> **GIVEN PROBLEM**
Copy exactly the lines of the records below, starting at the line that contains "Target: white sock" and continuing through the last line, both included; omit any pictures.

> **PROVIDED RECORDS**
=-=-=

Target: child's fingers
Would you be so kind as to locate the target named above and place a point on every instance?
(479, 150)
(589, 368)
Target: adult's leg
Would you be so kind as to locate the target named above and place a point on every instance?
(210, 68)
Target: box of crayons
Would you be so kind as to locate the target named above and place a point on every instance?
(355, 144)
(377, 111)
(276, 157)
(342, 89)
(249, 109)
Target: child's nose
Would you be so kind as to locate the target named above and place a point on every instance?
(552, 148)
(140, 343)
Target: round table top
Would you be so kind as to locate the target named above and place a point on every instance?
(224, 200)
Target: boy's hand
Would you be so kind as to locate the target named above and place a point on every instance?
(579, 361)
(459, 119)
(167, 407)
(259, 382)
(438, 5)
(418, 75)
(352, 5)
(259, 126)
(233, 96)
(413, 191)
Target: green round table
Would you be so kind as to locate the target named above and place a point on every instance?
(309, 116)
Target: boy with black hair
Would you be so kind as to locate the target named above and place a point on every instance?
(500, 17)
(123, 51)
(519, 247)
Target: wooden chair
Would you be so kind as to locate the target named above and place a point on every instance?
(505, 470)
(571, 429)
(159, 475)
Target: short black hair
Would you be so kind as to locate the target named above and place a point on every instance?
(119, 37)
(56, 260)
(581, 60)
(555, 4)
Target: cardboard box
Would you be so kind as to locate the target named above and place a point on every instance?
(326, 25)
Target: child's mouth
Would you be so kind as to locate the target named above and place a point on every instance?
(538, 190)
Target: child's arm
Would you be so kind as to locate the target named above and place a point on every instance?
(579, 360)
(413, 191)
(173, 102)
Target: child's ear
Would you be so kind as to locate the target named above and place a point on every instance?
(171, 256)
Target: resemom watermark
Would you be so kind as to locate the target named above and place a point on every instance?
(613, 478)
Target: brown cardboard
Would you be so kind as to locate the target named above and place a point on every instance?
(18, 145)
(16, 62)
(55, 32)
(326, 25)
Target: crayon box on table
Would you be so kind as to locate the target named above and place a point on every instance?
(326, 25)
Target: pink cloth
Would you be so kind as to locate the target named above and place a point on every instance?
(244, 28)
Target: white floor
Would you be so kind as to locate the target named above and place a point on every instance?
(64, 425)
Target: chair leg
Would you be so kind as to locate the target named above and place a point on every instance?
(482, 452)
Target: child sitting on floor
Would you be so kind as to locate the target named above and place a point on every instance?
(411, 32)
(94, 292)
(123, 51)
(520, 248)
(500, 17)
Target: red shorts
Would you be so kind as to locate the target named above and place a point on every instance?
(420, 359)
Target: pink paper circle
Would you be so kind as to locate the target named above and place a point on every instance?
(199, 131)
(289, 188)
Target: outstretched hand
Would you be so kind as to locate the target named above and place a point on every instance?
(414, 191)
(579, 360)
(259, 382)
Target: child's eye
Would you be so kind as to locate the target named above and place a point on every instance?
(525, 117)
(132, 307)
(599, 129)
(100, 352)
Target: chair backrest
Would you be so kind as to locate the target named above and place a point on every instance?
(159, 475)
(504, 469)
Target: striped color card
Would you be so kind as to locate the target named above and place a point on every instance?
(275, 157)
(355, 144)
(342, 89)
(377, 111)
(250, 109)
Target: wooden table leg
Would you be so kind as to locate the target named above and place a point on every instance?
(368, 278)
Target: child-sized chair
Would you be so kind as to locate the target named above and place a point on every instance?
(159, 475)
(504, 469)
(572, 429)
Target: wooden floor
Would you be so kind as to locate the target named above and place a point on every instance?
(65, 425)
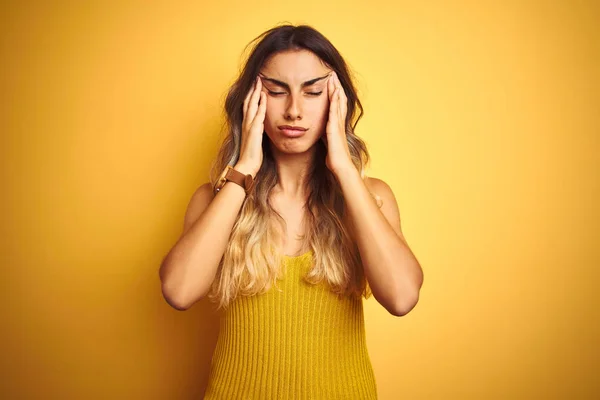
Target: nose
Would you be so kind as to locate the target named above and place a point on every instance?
(293, 108)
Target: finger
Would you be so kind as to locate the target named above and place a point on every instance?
(343, 101)
(262, 109)
(253, 105)
(247, 99)
(333, 106)
(330, 87)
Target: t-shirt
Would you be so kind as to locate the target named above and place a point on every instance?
(305, 342)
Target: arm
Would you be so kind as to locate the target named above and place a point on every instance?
(188, 270)
(393, 272)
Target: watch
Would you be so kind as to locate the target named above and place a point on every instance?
(231, 175)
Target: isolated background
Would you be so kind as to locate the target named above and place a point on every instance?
(483, 116)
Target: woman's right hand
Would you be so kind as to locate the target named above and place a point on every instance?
(251, 153)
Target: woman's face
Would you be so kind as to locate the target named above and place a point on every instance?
(295, 83)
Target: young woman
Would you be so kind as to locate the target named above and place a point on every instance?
(290, 234)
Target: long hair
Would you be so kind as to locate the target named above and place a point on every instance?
(252, 261)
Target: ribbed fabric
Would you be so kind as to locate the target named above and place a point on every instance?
(302, 343)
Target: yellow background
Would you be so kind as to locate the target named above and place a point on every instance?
(482, 116)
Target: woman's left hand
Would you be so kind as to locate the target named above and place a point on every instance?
(338, 156)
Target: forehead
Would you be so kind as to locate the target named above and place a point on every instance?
(294, 66)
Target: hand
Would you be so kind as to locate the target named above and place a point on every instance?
(255, 107)
(338, 154)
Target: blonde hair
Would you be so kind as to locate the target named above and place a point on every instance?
(252, 261)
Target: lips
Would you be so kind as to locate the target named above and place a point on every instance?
(291, 128)
(292, 131)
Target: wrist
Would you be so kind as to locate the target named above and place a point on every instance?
(244, 169)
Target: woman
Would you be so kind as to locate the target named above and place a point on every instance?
(286, 238)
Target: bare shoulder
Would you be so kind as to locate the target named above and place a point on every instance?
(389, 208)
(200, 200)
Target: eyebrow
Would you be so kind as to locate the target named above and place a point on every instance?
(285, 85)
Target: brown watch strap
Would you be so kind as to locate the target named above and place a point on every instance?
(245, 181)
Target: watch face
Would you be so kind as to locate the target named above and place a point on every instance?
(222, 179)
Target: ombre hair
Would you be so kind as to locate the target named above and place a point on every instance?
(252, 261)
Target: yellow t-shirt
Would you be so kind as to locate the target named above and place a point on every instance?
(302, 343)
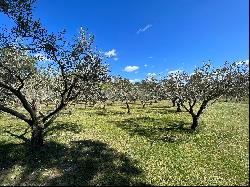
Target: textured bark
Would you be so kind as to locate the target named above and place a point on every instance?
(178, 107)
(128, 107)
(195, 123)
(37, 137)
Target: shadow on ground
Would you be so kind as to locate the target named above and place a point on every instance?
(156, 129)
(81, 163)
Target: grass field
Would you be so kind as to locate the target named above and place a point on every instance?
(151, 146)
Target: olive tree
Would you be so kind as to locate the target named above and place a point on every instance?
(123, 90)
(172, 87)
(207, 84)
(69, 65)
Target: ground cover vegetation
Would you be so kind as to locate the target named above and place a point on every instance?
(64, 120)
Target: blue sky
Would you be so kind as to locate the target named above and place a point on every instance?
(155, 36)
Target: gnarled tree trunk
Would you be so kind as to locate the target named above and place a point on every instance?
(37, 136)
(128, 107)
(195, 122)
(178, 107)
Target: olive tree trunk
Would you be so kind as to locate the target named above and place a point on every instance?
(128, 108)
(37, 136)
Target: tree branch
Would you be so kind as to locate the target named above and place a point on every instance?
(14, 113)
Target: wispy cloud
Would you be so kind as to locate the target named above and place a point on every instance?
(131, 68)
(41, 57)
(241, 62)
(111, 53)
(175, 71)
(134, 80)
(144, 29)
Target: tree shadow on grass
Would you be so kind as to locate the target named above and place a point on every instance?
(156, 129)
(84, 162)
(55, 127)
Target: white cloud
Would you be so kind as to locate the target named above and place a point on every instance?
(110, 53)
(41, 57)
(241, 62)
(131, 68)
(175, 71)
(144, 29)
(134, 80)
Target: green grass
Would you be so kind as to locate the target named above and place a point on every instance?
(151, 146)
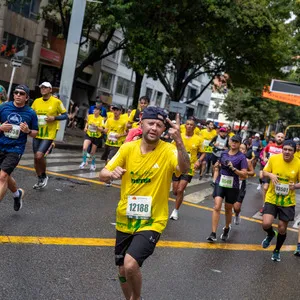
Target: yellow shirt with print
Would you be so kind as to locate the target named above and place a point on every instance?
(197, 131)
(51, 107)
(207, 137)
(286, 173)
(92, 124)
(297, 154)
(115, 127)
(193, 146)
(110, 115)
(146, 175)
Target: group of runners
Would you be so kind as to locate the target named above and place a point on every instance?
(18, 120)
(147, 165)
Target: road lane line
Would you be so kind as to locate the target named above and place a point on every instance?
(171, 199)
(98, 242)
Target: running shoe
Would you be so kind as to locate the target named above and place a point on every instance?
(225, 235)
(82, 165)
(276, 255)
(93, 168)
(39, 184)
(212, 237)
(268, 239)
(18, 201)
(237, 219)
(297, 252)
(174, 215)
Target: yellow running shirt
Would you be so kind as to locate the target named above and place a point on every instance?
(51, 107)
(147, 175)
(280, 194)
(207, 137)
(92, 124)
(297, 154)
(115, 127)
(193, 146)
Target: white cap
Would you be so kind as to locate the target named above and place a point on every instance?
(46, 84)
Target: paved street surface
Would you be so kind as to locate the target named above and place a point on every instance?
(60, 245)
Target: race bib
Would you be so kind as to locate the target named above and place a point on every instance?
(282, 189)
(41, 120)
(92, 128)
(139, 207)
(206, 143)
(112, 136)
(14, 133)
(226, 181)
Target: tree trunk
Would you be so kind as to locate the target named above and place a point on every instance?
(137, 88)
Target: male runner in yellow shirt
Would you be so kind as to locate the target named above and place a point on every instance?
(49, 110)
(146, 167)
(193, 146)
(284, 173)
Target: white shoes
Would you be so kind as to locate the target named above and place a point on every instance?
(174, 215)
(93, 168)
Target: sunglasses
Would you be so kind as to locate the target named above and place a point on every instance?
(19, 93)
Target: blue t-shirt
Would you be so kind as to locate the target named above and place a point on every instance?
(16, 115)
(239, 162)
(102, 113)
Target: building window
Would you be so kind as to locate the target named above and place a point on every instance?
(158, 98)
(123, 86)
(111, 46)
(124, 58)
(16, 47)
(149, 93)
(106, 81)
(28, 9)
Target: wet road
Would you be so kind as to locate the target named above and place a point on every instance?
(60, 245)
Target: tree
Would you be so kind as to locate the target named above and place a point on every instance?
(192, 38)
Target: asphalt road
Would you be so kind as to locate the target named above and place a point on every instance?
(60, 246)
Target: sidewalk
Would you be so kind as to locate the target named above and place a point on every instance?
(73, 140)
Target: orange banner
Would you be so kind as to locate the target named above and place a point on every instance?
(287, 98)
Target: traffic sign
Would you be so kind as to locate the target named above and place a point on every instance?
(285, 87)
(16, 63)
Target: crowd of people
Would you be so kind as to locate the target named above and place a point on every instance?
(148, 152)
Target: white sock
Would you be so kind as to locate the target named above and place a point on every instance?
(16, 194)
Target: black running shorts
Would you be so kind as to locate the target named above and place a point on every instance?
(94, 140)
(139, 245)
(39, 145)
(9, 161)
(185, 177)
(285, 214)
(229, 194)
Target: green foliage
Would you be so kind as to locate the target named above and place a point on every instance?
(247, 39)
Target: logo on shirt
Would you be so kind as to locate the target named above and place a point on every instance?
(14, 118)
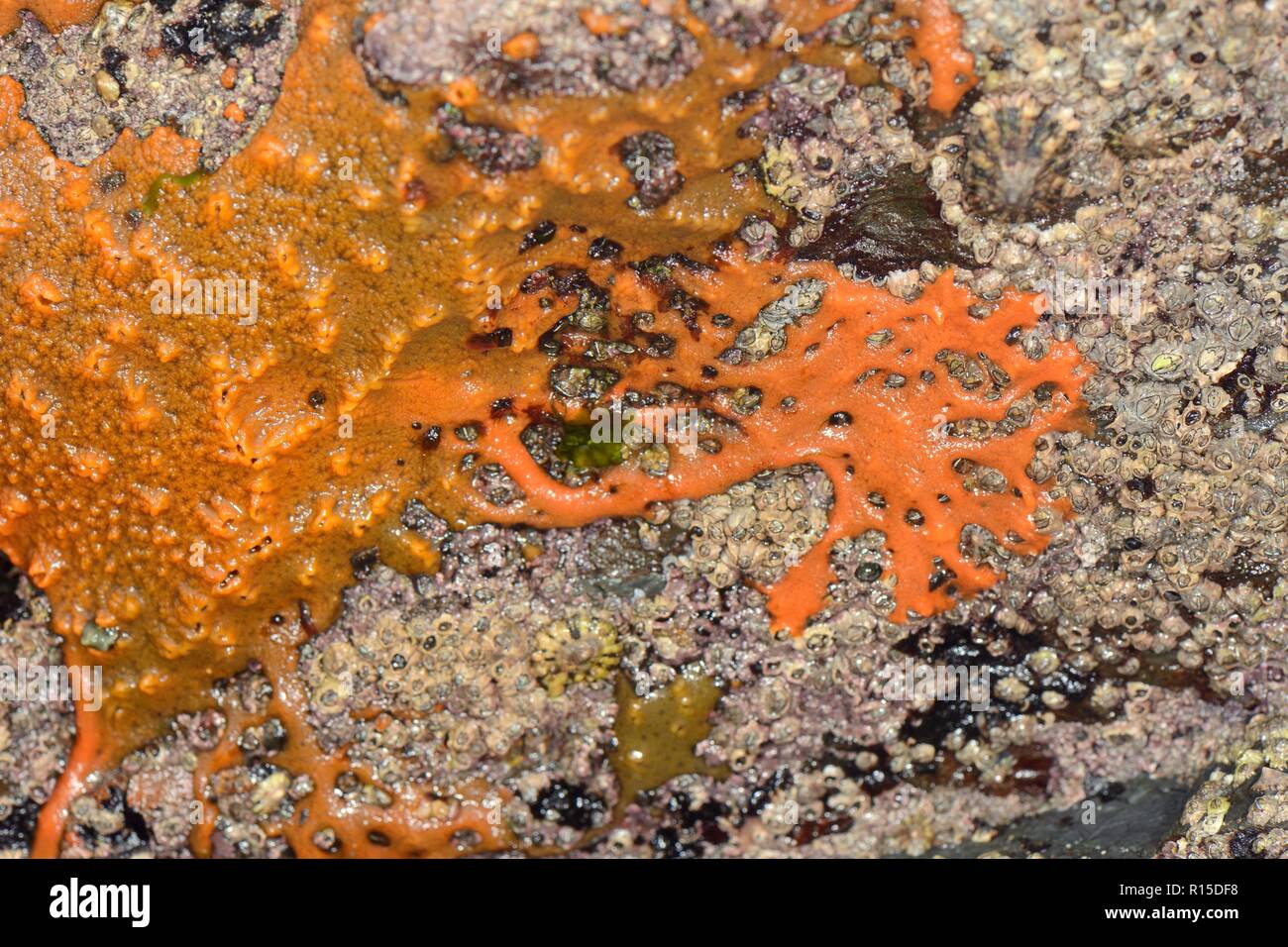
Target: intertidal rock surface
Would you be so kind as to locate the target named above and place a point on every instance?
(957, 335)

=-=-=

> **WRITTEN REPLY**
Target: white sock
Would you be so kind as to locate the target named above and place a point on every instance?
(16, 194)
Target: black running shorts
Would you be so kind as to locate the target named above and place a point on every instance?
(94, 140)
(139, 245)
(39, 145)
(9, 161)
(185, 177)
(285, 214)
(229, 194)
Target: green foliage
Would you be so kind as to locate the target named above and place a point on every instance?
(247, 39)
Target: logo on shirt
Would you be so kind as to locate the target named above and place a point on every instance?
(14, 118)
Target: intertidal rock surface
Would you be so kind as to locate the target named above and place a point on every instance?
(957, 335)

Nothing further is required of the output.